> DOCUMENT TEXT
*****

The Fed pauses hikes…The Fed persists with hikes
Indeed, 2022 has been an abnormal year. Rising inflation, a hawkish rate-hiking environment, and geopolitical tensions have triggered volatility and sharp adjustments across various asset classes. What’s more, major economies are on the verge of recession.
While it may be premature to predict an end to these market adjustments, our experts believe that the central bank easing cycles will begin in 2023. Furthermore, the US Federal Reserve (Fed) may increase its Fed Funds rate to a peak of almost 5% or above by the first half of 2023. The nuance would be whether it’s a pivot or a pause.
Will we see a central-bank pivot in the first half? While monetary easing by developed-market central banks may occur before the end of 2023 (as growth concerns overtake worries about the inflationary backdrop), the Fed and other central banks could pause and maintain rates at current levels before changing direction. Inflation will have to unwind to a point where most central banks could pause and assess the impact of—to borrow a phrase from the Fed—cumulative tightening before the end of 2Q 2023.
If more manageable inflation fails to materialise, central banks will then face two options: choose to look through inflation (e.g., inflation now is no longer the only considered by the Bank of Canada in its decision-making process) or continue tightening beyond what has already been priced in by the market. The second scenario would likely lead to another bout of heightened financial market volatility.
If that happens, global central banks will continue to fight inflation, be vigilant of peaking inflation, and retain their hawkish bias. In turn, this would lead to a stronger US dollar. In other words, the status quo of 2022 will remain – pro-dollar, elevated rates and equity-market volatility, as well as a higher-for-longer inflationary environment. Headline inflation will continue to drive market sentiment, and if price rises haven’t peaked, central banks will need to be more restrictive with their monetary policies.
Asia is positioned for a fuller-economic reopening and a slow-motion recovery
In Asia, we see clear signs of economic re-opening amid increasing policy support from China. The broader Asian economy may benefit from a fuller economic reopening (for instance, mainland China, Hong Kong SAR, Japan, and Taiwan) and a recovery in tourism. South Asian economies are opening their borders amid higher vaccination rates. Notably, economies more exposed to declining global demand could be relatively worse off due to the looming slowdown or recession.

*****

> INPUT DATA
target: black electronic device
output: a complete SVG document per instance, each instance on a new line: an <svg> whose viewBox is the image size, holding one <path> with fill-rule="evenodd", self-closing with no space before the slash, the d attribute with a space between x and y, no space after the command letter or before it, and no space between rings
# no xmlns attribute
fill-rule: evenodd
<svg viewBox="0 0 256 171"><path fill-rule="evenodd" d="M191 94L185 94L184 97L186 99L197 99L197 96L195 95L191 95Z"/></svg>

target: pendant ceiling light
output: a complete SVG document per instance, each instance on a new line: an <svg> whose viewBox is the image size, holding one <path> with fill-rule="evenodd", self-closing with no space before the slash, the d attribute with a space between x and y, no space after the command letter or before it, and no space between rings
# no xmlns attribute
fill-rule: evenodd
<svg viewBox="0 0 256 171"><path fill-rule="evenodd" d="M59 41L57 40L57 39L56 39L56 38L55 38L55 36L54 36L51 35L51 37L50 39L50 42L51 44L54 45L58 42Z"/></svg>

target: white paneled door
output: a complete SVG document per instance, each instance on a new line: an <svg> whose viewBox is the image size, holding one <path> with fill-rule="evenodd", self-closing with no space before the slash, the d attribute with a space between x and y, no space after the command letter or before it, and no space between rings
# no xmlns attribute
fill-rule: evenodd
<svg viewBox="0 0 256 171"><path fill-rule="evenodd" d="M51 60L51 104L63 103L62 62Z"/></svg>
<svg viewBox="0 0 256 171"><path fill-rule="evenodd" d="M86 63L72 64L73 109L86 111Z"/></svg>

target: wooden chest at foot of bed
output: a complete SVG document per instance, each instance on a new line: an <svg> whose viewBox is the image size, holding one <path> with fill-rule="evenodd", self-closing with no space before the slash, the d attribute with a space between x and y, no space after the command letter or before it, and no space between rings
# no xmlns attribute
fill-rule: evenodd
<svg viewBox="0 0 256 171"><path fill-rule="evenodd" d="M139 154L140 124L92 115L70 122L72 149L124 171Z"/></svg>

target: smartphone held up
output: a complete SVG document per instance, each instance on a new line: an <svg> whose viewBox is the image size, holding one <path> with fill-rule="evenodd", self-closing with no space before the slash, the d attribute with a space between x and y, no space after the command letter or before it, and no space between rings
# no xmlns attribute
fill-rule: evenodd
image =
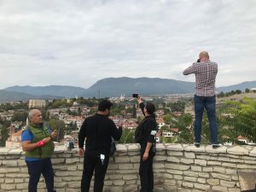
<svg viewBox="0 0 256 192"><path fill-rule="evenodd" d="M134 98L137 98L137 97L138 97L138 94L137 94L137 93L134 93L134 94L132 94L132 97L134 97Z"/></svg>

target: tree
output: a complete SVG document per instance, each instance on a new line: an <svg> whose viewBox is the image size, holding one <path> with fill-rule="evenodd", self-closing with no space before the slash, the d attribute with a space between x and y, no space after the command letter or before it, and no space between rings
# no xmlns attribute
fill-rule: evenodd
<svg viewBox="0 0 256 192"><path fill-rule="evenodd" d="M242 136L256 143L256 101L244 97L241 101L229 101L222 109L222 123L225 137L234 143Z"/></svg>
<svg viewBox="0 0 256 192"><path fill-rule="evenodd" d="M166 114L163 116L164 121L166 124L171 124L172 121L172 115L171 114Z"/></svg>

*****

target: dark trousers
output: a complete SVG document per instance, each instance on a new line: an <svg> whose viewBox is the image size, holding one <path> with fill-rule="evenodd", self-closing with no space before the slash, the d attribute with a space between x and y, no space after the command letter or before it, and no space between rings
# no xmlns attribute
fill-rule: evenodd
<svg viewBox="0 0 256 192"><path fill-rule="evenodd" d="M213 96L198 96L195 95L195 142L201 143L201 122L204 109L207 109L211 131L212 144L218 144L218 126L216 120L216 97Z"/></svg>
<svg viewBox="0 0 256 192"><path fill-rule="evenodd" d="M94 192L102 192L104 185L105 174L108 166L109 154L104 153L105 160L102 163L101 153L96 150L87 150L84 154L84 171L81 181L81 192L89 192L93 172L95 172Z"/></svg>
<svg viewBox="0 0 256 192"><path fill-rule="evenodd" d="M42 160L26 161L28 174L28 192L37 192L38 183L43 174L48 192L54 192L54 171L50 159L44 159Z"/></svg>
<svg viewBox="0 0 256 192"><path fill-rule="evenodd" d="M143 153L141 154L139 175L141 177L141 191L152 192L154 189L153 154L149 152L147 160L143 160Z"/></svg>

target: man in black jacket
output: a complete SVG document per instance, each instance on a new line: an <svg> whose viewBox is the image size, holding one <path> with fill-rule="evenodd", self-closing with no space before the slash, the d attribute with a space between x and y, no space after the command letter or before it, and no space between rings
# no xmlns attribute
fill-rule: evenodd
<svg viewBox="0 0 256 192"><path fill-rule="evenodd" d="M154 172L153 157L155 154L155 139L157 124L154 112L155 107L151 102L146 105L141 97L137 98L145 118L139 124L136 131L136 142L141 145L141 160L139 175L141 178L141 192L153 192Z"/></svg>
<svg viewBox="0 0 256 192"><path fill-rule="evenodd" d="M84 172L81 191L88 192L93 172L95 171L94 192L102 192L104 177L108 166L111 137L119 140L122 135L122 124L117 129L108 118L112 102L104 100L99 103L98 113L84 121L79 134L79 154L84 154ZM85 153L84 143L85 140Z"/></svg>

*****

> EXERCISE DESCRIPTION
In the outlook text on the Fed and markets, what peak might the Fed Funds rate reach by the first half of 2023?

> ANSWER TO THE PROBLEM
Almost 5% or above.